───── TESTO ORIGINALE

Carissimi amici,
com’è tradizione, in questo giorno santissimo in cui ricordiamo l’istituzione
dell’Eucaristia e la nascita del nostro Sacerdozio ministeriale, desidero
rivolgervi un pensiero con animo grato. La gratitudine nasce dalla grazia
ricevuta col Sacramento dell’Ordine, dono del Signore totalmente immeritato. A
ciascuno di voi esprimo poi il mio sentito grazie per la carità pastorale che
dedicate quotidianamente al popolo di Dio affidato alle vostre cure. Il lavoro
tenace e senza risparmio che svolgete, nonostante una cultura diffusamente
secolarizzata, concorre non poco a far penetrare le istanze del Vangelo nelle
coscienze degli uomini.
Mi commuovono le
meraviglie che il Signore continua ad operare instancabilmente nella nostra
vita, nonostante la nostra indegnità. Questo sentimento è dettato dal fatto che
oggi percepisco in modo specialissimo la vicinanza di questo Presbiterio, la
vostra amicizia: tutti voi siete fraternamente associati a me nel rinnovare con
gioia e senso di responsabilità le promesse solennemente pronunciate nel giorno
della Consacrazione sacerdotale.
In questa particolare circostanza condivido con voi alcuni
pensieri. Oggi tutti noi sediamo idealmente a quella mensa nel Cenacolo,
attorno a Gesù, per accogliere l’Amore eucaristico che si dona a ciascuno di
noi «sino alla fine» (Gv 13,1), un Amore sconfinato e incondizionato, che
raggiunge il nostro cuore per avvolgerlo, riscaldarlo, elevarlo, consacrarlo.
Proprio quell’Amore ci ha spinto a destinare la vita al servizio di Cristo e
della Sua Chiesa e, attraverso la comunità ecclesiale, al servizio di ogni
uomo. A quella tavola il Signore ci sussurra ancora una volta «Fate questo in
memoria di me», ci affida nuovamente «con affetto e predilezione» (cfr. Prefazio
della Messa Crismale) una missione tanto delicata quanto esigente: partecipare
al suo sacerdozio, dispensare i doni di grazia che da Lui promanano. È davvero
stupenda questa vocazione che ci rende ministri e testimoni di un mistero così
grande!

──────────

- **OBIETTIVO INDICATO A**: Per favore, ricopia il passo della lettera sul sacerdozio compreso tra "In questa particolare" e "riscaldarlo, elevarlo, consacrarlo.", estremi inclusi.
- **OBIETTIVO INDICATO B**: Secondo la lettera sul sacerdozio, da che cosa nasce la gratitudine?
I record qui riportati non hanno alcun ruolo in questo lavoro.

───── DATI ESTRATTI

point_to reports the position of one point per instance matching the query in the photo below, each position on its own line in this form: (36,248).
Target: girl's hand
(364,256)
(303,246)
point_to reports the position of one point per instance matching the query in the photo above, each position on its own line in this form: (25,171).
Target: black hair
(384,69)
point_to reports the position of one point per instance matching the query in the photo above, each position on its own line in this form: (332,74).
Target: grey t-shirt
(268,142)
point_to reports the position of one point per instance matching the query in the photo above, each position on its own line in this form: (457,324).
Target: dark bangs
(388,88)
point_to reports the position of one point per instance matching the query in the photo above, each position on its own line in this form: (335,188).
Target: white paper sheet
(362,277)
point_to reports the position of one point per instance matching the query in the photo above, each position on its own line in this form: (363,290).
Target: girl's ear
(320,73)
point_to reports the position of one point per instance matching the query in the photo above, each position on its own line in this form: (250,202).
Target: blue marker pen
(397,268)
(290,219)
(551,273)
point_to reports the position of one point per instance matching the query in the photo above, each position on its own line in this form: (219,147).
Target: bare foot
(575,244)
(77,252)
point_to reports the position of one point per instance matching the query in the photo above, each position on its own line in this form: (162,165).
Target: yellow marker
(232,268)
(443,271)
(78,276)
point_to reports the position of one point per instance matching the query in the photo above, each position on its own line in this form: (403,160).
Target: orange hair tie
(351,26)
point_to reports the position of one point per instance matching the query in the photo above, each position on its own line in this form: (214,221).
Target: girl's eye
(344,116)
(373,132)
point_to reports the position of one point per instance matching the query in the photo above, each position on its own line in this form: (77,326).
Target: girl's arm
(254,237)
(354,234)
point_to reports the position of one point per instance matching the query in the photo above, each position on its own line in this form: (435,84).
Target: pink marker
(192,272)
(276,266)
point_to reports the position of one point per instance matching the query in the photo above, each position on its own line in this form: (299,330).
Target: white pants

──────────
───── DATI ESTRATTI

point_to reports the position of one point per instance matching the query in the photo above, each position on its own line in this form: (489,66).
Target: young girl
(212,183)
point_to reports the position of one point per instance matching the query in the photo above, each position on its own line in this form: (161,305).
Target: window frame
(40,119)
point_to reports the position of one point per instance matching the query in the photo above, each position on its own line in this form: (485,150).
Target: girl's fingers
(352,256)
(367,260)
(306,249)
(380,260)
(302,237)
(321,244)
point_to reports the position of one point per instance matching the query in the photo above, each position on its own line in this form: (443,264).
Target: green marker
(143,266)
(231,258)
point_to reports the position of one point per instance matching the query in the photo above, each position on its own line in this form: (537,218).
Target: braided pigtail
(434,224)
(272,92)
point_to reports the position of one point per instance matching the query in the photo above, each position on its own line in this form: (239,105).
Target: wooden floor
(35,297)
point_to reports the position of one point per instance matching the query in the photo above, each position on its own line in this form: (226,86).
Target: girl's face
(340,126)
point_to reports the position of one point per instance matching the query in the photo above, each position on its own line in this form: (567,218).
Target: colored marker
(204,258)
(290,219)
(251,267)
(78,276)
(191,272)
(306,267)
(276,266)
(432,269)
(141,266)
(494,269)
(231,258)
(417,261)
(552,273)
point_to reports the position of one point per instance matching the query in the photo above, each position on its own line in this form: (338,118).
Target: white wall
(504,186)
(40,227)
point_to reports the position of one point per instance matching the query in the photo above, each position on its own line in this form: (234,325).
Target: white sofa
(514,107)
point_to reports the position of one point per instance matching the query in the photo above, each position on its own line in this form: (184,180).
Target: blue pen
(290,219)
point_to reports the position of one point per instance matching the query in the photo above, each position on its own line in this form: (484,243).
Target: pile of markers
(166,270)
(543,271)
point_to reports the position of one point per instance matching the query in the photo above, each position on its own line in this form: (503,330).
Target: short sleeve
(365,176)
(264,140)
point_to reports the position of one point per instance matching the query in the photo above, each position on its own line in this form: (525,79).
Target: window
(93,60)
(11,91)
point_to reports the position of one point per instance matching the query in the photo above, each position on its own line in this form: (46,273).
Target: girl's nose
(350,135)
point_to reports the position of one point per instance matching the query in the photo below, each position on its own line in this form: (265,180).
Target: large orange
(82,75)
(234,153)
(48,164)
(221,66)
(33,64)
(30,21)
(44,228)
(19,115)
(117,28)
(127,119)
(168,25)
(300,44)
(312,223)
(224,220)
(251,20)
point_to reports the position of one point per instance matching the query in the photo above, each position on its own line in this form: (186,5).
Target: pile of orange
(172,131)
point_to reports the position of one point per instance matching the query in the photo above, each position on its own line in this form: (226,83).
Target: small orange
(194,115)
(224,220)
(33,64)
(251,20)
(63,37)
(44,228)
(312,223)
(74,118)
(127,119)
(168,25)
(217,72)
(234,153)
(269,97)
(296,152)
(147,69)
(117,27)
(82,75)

──────────

- **RISULTATO FINALE A**:
In questa particolare circostanza condivido con voi alcuni
pensieri. Oggi tutti noi sediamo idealmente a quella mensa nel Cenacolo,
attorno a Gesù, per accogliere l’Amore eucaristico che si dona a ciascuno di
noi «sino alla fine» (Gv 13,1), un Amore sconfinato e incondizionato, che
raggiunge il nostro cuore per avvolgerlo, riscaldarlo, elevarlo, consacrarlo.

- **RISULTATO FINALE B**: Dalla grazia ricevuta col Sacramento dell'Ordine, dono del Signore totalmente immeritato.